- **REQUIRED TASK**
In the data, give again the lines from the one containing "Objective — pinpoint the faucet handle" through the one containing "[264,11,296,78]", inclusive, swapping "potted plant" for "houseplant" and leaving everything else unchanged.

- **INPUT FOR THIS TASK**
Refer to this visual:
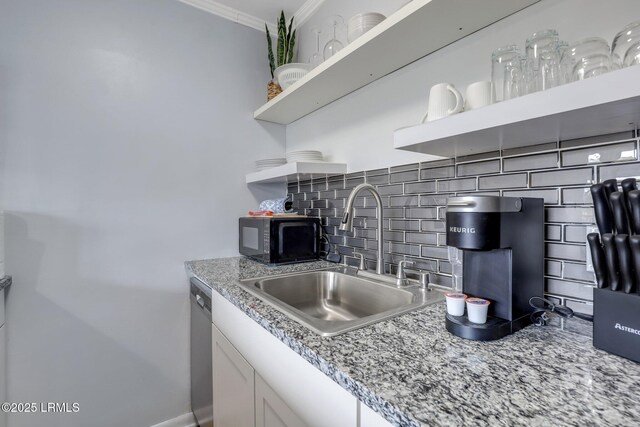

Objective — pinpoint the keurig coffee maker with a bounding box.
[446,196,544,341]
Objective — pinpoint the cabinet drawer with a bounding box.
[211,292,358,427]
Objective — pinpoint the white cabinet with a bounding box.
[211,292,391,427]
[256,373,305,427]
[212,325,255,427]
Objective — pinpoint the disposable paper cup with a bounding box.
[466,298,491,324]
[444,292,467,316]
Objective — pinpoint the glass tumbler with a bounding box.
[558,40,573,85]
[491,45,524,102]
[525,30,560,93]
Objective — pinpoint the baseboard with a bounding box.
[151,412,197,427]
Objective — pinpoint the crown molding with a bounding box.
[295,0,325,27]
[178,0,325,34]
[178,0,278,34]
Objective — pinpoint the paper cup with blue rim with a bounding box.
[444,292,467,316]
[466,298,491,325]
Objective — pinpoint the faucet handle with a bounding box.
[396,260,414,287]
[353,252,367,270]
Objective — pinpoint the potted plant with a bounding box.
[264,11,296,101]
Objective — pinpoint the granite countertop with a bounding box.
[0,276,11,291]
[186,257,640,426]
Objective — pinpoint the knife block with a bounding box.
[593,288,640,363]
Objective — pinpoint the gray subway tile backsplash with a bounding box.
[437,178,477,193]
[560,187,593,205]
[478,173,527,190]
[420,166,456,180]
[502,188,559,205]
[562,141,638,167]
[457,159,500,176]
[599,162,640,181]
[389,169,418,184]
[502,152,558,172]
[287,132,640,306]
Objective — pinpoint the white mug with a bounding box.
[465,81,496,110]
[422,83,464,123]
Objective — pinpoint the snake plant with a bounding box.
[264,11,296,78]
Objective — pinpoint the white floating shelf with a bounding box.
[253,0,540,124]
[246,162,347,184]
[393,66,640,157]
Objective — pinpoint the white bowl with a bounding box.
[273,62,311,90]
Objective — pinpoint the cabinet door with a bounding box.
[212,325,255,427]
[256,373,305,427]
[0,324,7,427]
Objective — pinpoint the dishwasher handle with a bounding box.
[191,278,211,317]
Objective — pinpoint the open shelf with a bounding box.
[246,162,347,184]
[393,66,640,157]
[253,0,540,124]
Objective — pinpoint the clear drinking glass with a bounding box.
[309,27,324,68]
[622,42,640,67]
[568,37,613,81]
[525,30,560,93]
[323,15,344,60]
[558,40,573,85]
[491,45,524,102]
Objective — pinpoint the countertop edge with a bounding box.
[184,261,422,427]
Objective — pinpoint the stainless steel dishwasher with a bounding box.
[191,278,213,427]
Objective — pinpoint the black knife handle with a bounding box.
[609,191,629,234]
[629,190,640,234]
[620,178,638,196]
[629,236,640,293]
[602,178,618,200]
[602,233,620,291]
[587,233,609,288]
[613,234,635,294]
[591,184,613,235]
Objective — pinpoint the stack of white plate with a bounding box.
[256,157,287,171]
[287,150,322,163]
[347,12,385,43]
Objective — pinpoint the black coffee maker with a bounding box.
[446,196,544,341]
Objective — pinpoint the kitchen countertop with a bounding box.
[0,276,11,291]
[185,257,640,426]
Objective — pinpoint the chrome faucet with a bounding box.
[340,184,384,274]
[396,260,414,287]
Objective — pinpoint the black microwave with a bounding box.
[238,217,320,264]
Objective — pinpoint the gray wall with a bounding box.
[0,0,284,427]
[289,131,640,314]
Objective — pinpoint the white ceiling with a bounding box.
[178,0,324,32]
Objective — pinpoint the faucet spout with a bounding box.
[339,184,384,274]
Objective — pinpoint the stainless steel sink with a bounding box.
--
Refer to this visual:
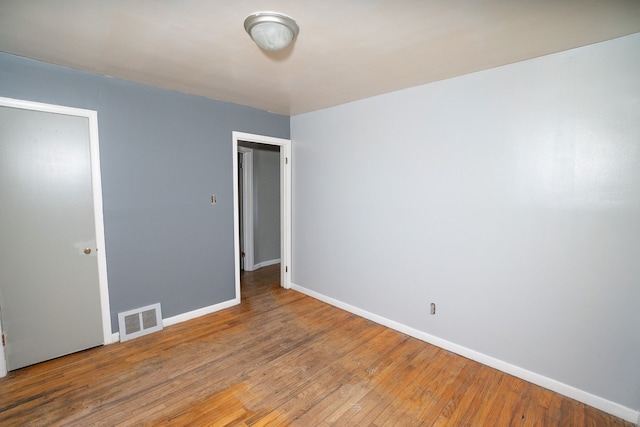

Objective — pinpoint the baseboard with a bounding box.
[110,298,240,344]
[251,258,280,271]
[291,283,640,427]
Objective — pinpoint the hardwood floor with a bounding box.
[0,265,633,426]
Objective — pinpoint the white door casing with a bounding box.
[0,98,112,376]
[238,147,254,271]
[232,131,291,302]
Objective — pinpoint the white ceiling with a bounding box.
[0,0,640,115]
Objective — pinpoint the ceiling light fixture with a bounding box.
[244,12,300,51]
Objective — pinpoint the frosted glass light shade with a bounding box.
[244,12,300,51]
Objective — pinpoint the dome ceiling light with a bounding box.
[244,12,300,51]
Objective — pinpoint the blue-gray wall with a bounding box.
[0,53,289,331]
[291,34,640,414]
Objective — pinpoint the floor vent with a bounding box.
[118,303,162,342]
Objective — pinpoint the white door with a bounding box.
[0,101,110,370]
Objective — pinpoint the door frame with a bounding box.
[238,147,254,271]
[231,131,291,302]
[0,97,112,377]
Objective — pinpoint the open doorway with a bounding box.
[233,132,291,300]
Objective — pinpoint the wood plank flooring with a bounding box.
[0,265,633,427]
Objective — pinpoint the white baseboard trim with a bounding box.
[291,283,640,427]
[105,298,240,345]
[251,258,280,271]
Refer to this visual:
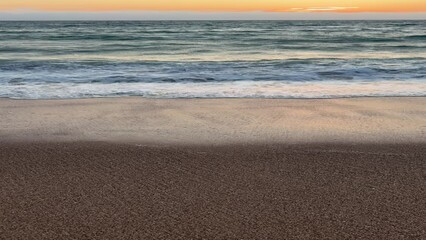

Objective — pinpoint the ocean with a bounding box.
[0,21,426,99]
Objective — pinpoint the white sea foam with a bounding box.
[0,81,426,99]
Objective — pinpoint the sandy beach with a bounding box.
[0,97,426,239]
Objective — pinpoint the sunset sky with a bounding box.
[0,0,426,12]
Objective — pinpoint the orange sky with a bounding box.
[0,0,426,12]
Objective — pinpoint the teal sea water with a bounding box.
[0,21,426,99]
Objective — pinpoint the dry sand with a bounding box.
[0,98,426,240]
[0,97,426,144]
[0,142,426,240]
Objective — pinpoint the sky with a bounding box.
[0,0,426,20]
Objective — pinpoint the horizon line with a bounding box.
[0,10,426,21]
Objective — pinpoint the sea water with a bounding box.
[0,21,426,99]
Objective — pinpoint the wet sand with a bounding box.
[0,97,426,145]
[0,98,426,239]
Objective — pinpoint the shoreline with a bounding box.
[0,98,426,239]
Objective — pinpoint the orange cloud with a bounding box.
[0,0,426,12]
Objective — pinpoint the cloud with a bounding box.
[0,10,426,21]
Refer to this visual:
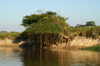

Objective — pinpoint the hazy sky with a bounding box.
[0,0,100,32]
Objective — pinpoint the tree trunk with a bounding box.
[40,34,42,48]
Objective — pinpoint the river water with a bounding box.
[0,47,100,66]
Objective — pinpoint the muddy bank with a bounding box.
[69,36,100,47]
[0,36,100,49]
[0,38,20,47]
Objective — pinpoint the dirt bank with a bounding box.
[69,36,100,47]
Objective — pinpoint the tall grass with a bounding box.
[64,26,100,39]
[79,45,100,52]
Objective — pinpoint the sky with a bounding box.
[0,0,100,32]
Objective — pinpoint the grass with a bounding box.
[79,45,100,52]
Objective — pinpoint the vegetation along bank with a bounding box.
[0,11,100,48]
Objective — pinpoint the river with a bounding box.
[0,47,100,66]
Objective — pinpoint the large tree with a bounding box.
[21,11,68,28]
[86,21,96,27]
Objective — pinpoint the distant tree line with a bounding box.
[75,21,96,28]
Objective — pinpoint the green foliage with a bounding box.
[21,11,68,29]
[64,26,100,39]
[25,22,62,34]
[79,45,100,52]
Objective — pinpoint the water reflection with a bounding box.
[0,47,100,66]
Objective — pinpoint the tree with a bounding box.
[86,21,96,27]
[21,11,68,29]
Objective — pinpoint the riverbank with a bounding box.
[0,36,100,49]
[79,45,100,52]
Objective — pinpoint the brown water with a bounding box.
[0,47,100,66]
---
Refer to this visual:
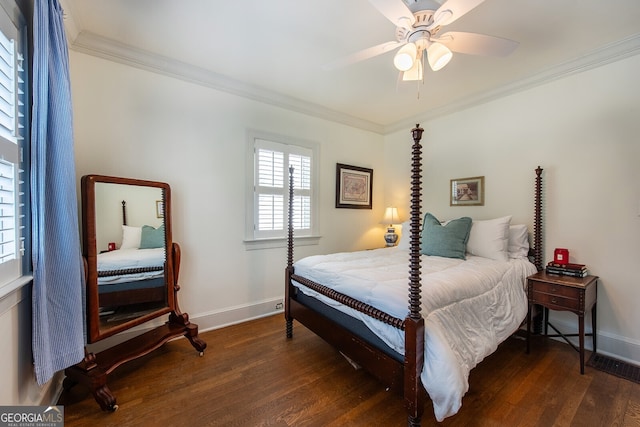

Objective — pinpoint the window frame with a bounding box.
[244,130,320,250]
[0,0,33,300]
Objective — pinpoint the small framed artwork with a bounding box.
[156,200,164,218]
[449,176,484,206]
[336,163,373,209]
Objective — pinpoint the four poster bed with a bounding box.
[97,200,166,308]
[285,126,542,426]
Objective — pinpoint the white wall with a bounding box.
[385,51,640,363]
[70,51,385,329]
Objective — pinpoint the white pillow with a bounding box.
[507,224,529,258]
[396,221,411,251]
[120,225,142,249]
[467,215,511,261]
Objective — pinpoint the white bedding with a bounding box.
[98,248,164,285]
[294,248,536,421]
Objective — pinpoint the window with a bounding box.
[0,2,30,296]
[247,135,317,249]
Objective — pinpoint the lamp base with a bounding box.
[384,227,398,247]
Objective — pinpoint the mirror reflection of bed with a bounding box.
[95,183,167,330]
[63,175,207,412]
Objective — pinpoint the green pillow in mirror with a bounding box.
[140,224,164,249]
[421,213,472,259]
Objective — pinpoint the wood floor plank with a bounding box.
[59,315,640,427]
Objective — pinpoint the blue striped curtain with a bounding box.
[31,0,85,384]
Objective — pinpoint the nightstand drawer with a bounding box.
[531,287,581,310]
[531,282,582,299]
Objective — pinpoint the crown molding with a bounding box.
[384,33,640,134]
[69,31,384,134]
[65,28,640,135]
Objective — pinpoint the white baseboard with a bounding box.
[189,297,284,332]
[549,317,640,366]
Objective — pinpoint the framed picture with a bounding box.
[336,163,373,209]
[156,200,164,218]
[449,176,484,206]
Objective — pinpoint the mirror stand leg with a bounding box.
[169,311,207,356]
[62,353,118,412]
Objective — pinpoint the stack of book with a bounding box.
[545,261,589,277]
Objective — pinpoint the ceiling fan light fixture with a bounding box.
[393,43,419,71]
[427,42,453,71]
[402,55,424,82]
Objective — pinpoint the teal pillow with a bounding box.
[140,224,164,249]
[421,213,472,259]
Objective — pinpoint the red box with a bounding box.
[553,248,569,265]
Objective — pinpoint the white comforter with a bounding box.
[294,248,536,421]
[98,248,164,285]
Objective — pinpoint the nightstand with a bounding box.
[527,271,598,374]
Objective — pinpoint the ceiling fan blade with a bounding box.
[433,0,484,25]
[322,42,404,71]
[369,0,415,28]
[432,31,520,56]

- **EXERCISE SOLUTION**
Objective — pinpoint the faucet handle with a bounding box.
[396,260,414,287]
[353,252,367,270]
Objective — pinpoint the houseplant with a bounding box.
[264,11,296,101]
Objective — pinpoint the granite countertop with a bounding box.
[0,276,11,291]
[186,257,640,426]
Objective — pinpoint the knife block with a bounding box.
[593,288,640,363]
Objective — pinpoint the gray subway tile backsplash with a bounding box.
[437,178,477,193]
[560,187,593,205]
[478,173,527,190]
[420,166,456,180]
[502,188,559,205]
[562,141,638,167]
[457,159,500,176]
[599,162,640,181]
[389,169,418,184]
[502,152,558,172]
[287,132,640,306]
Objective — pinpoint the white mug with a bounding box.
[465,81,496,110]
[422,83,464,123]
Objective — pinpoint the snake plant with a bounding box.
[264,11,296,78]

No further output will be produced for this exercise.